[Task to carry out]
Rewrite every row below in full, shifting each coordinate in the answer points up by 104 and leaving the format sample unchanged. Omit the pictures.

[Data to process]

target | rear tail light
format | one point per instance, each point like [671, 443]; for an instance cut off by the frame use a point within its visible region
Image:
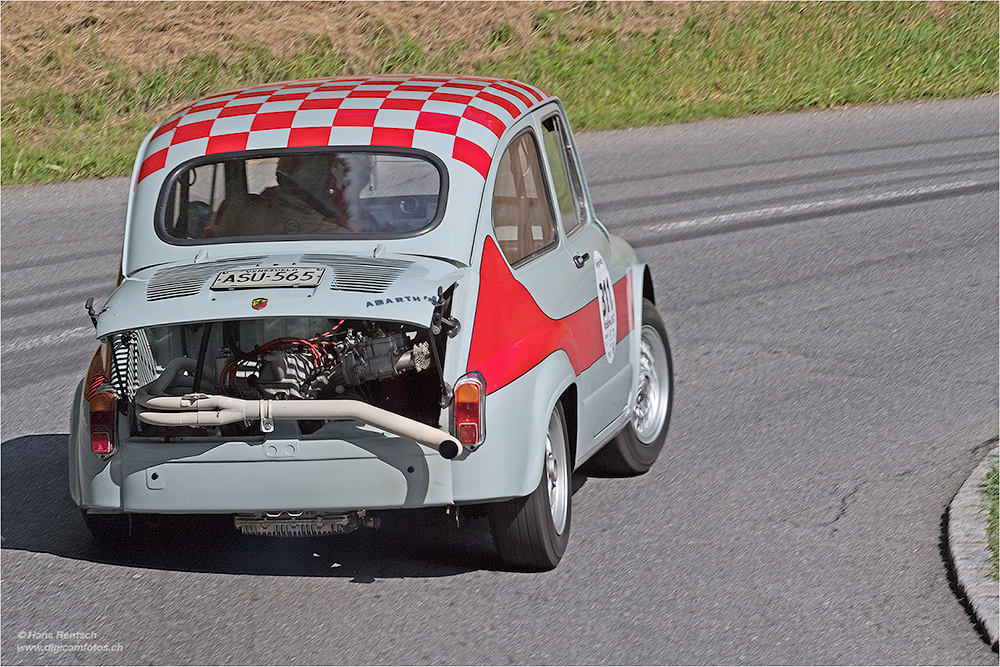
[470, 410]
[103, 406]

[Answer to the task]
target | rear tail light
format | one point per instance, each point like [671, 443]; for an instance cut off by the frame use a point within its visible region
Image:
[574, 514]
[207, 510]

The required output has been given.